Prompt 1
In the essay on the rise of COVID-19, how old was patient zero?
Prompt 2
From the essay on the rise of COVID-19, copy the passage word for word, starting with "The Preventable Rise" and going on through "Chinese Communist Party.".
Prompt 3
Continue the essay on the rise of COVID-19, picking up right after its last sentence.

Text block
##############################

The Preventable Rise of COVID-19

Iquer Mecalco-Hernandez

On November 17th, 2019, patient zero, a 55-year-old individual, would be the first person to contract COVID-19 in the Hubei province of China. Less than four months later, the world began to feel the effects of COVID as countries across the globe began to embrace nationwide lockdowns. Now, over a year later, the global total for deaths related to COVID is over 2 million, according to The New York Times, and the global economy is struggling to recover from the impacts. While there has been much talk about the incompetence of the US government and its handling of the pandemic, it is also important to recognize the government that not only attempted to cover up vital information about the virus in the early months, but may have gone as far as to silence those who dared to inform the world about it: the Chinese Communist Party.

COVID-19 had begun to spread in Wuhan, Hubei Province of China in the late months of 2019, with the first case believed to have originated in a wet-market where exotic and domestic animals were slain in unsanitary environments for sale and consumption. In the weeks following the first few cases, the local and federal governments had stalled taking immediate action towards preventing the spread of the virus from Wuhan and implementing proper quarantine measures. This is thought to be the case due to the country’s largest holiday, the Chinese New Year, and with it would come the mass migration of people from around the nation as people would travel to visit friends and family – which means the CCP could expect a surge in spending and revenue for an economy that had begun to stagnate.

In January of 2020, the WHO repeatedly praised the government of China for its swift acts to prevent the virus from spreading further and the release of information. However, insider reports would paint a different light: one of uncooperativeness and denial of information, according to the Associated Press.

##############################

(Free-text object descriptions)
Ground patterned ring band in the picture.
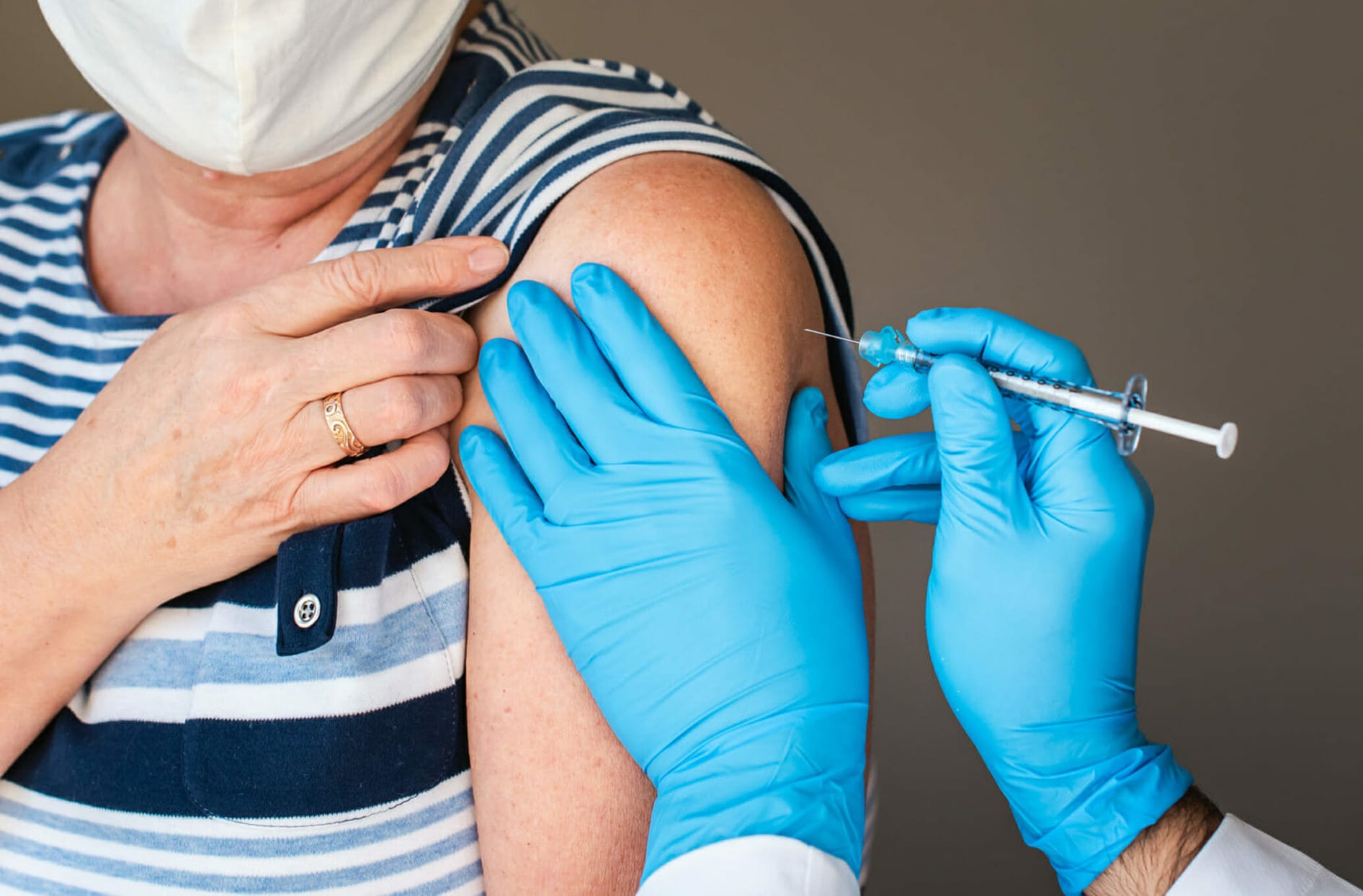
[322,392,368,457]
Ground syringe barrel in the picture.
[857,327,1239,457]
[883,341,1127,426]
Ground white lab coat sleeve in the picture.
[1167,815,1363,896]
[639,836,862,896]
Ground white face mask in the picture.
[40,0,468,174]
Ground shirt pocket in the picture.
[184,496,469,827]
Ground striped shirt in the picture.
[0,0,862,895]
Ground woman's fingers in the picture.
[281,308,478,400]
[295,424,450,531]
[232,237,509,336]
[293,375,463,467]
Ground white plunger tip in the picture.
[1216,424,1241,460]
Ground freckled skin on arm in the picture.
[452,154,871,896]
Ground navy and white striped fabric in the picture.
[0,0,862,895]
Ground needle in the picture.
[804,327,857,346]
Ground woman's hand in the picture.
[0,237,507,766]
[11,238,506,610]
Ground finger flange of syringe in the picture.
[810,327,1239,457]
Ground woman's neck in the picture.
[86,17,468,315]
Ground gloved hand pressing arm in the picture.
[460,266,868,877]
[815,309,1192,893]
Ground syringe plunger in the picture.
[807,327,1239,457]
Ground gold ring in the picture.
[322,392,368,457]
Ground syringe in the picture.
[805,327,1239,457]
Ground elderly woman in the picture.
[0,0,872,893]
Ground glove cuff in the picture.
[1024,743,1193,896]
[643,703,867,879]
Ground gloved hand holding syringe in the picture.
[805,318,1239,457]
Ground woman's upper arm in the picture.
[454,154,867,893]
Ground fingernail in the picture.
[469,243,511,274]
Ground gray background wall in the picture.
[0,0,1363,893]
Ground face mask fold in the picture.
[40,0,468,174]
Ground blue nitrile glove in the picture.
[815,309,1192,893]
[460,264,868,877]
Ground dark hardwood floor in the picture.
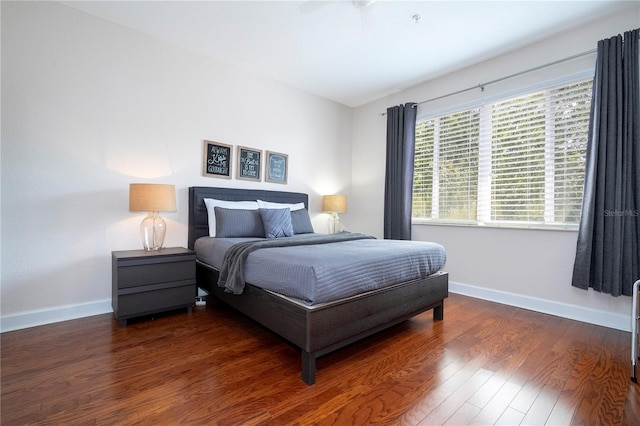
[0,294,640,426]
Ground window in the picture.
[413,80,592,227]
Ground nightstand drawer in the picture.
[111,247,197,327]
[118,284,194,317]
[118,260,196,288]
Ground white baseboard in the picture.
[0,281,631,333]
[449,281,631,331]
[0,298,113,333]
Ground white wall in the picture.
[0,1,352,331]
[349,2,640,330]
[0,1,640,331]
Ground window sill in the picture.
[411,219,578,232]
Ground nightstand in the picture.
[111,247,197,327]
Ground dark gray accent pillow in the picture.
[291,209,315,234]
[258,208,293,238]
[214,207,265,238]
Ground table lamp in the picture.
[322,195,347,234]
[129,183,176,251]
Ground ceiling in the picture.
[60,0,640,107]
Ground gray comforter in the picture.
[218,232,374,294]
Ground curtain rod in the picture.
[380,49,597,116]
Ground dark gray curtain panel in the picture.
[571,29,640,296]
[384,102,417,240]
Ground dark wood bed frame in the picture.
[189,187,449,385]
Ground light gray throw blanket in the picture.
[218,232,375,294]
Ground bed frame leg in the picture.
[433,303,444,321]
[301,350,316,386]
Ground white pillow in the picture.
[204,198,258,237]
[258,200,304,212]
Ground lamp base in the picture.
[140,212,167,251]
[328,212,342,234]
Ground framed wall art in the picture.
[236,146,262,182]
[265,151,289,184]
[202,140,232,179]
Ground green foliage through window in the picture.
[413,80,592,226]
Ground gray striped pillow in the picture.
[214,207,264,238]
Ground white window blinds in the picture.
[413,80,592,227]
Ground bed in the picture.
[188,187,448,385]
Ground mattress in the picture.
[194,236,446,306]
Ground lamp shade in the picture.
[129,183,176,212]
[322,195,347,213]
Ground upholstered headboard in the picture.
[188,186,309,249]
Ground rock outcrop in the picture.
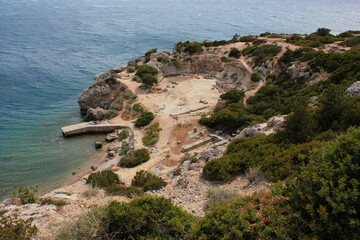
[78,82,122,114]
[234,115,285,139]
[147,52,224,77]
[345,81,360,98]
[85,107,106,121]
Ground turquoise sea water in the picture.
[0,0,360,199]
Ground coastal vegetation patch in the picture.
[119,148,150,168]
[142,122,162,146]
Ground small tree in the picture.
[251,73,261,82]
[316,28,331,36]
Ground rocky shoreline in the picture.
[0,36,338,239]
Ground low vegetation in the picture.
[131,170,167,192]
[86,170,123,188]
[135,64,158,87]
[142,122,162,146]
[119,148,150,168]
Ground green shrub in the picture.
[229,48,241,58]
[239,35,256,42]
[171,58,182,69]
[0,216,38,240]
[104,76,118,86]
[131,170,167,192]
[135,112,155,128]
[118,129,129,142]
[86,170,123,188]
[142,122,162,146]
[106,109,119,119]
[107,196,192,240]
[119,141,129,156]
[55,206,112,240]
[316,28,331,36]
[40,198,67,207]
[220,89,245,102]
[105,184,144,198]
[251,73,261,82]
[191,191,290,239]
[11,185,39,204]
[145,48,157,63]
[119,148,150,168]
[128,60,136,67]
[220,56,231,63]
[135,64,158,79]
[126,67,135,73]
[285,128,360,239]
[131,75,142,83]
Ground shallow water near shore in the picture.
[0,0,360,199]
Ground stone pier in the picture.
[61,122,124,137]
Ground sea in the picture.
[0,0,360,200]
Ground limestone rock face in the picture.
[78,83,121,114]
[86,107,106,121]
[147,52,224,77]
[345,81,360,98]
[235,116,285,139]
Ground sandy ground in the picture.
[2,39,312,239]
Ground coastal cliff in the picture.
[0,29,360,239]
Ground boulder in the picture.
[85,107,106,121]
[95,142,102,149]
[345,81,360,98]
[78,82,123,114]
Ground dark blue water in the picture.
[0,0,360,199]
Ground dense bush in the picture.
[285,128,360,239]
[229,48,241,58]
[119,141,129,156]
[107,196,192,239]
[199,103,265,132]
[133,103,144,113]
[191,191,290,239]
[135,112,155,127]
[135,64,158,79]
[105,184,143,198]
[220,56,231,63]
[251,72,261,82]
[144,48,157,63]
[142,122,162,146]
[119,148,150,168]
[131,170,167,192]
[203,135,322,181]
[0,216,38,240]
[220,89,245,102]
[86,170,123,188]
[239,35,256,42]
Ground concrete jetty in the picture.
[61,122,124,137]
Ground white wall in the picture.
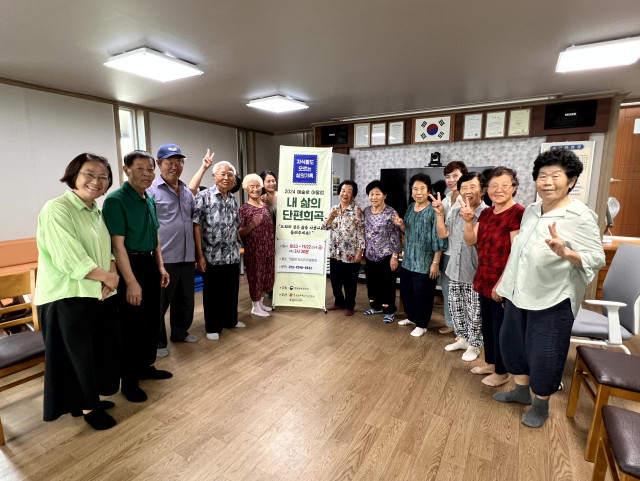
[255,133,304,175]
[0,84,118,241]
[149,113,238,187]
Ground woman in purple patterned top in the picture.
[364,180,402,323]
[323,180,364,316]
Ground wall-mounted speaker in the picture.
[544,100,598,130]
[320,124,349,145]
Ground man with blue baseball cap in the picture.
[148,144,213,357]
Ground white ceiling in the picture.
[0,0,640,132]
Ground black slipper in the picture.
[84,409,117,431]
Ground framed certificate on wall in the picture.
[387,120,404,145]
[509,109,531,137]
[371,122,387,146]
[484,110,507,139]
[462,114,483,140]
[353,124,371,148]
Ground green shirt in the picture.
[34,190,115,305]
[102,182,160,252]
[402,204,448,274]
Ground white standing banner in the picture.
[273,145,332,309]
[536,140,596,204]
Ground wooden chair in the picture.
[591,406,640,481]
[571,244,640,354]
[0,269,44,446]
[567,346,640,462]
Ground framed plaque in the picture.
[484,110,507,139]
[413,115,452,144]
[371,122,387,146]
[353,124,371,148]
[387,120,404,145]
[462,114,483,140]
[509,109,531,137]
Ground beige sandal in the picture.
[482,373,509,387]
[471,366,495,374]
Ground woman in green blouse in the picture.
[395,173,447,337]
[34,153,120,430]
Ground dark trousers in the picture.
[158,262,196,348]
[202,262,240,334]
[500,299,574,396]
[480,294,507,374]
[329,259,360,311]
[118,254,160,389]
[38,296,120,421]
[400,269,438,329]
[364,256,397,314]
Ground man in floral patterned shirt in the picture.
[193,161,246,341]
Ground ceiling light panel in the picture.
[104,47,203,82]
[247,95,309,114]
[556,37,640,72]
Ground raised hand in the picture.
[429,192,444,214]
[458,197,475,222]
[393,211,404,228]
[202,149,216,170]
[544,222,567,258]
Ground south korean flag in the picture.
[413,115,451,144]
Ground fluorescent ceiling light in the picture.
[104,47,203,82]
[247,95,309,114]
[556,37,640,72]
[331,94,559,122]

##############################

Answer box 1
Patient zero was 55 years old.

Answer box 2
The Preventable Rise of COVID-19

Iquer Mecalco-Hernandez

On November 17th, 2019, patient zero, a 55-year-old individual, would be the first person to contract COVID-19 in the Hubei province of China. Less than four months later, the world began to feel the effects of COVID as countries across the globe began to embrace nationwide lockdowns. Now, over a year later, the global total for deaths related to COVID is over 2 million, according to The New York Times, and the global economy is struggling to recover from the impacts. While there has been much talk about the incompetence of the US government and its handling of the pandemic, it is also important to recognize the government that not only attempted to cover up vital information about the virus in the early months, but may have gone as far as to silence those who dared to inform the world about it: the Chinese Communist Party.

Answer box 3
In December of 2019, Dr. Li Wenliang, an ophthalmologist in Wuhan Central Hospital, attempted to spread awareness about the severity of the virus and its potential worldwide hazard after he began studying seven cases of a disease that he thought to be of SARS (Severe Acute Respiratory Syndrome) origin. But shortly after publicly speaking out against the incompetence of the local government and their attempts to control the virus, he was harassed by authorities and ordered to halt at once for allegedly spreading rumors and “severely disrupting social order,” according to the BBC. Unfortunately, Dr. Li Wenliang was hospitalized after contracting the new Coronavirus and passed away three weeks after being hospitalized.

While it is arguable that the Chinese government suppressed information and took little action at the beginning of the pandemic to prevent public fear, it is unacceptable that it refused to cooperate with the WHO and that it harassed physicians and hindered their attempts to inform the public.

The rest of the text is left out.